Material for the task START
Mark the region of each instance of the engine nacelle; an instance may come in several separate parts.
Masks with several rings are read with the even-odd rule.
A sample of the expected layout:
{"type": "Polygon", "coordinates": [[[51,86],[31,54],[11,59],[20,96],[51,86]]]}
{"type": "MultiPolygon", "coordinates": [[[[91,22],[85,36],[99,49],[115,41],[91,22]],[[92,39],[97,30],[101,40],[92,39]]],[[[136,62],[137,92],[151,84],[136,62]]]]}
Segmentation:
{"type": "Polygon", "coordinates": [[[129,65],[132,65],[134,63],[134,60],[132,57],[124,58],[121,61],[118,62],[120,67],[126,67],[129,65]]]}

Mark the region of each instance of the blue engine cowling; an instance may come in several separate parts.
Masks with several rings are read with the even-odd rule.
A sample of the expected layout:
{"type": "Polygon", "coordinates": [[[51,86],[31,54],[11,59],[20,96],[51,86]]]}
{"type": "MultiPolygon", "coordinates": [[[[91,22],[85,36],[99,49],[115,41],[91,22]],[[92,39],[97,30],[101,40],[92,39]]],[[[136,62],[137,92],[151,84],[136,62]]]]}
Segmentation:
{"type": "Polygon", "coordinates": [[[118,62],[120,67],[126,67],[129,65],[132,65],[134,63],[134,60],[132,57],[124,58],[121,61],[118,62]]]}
Material for the task END
Would you please transcribe the records above in full and exactly?

■ Exercise output
Mark the region of each instance of the engine nacelle; an instance may come in several separate parts.
Masks with several rings are read with the even-odd rule.
A sample of the expected layout:
{"type": "Polygon", "coordinates": [[[51,86],[31,54],[11,59],[20,96],[51,86]]]}
{"type": "MultiPolygon", "coordinates": [[[[91,22],[85,36],[99,49],[115,41],[91,22]],[[92,39],[97,30],[101,40],[92,39]]],[[[136,62],[137,92],[151,84],[136,62]]]]}
Segmentation:
{"type": "Polygon", "coordinates": [[[129,65],[132,65],[134,63],[134,60],[132,57],[124,58],[121,61],[118,62],[120,67],[126,67],[129,65]]]}

Mark the region of each instance of the blue engine cowling; an instance may come in several separate parts.
Masks with several rings are read with the even-odd rule.
A sample of the expected layout:
{"type": "Polygon", "coordinates": [[[51,86],[31,54],[11,59],[20,96],[51,86]]]}
{"type": "MultiPolygon", "coordinates": [[[[91,22],[85,36],[99,49],[115,41],[91,22]],[[92,39],[97,30],[101,40],[92,39]]],[[[136,62],[137,92],[151,84],[136,62]]]]}
Segmentation:
{"type": "Polygon", "coordinates": [[[118,62],[120,67],[126,67],[129,65],[132,65],[134,63],[134,60],[132,57],[124,58],[121,61],[118,62]]]}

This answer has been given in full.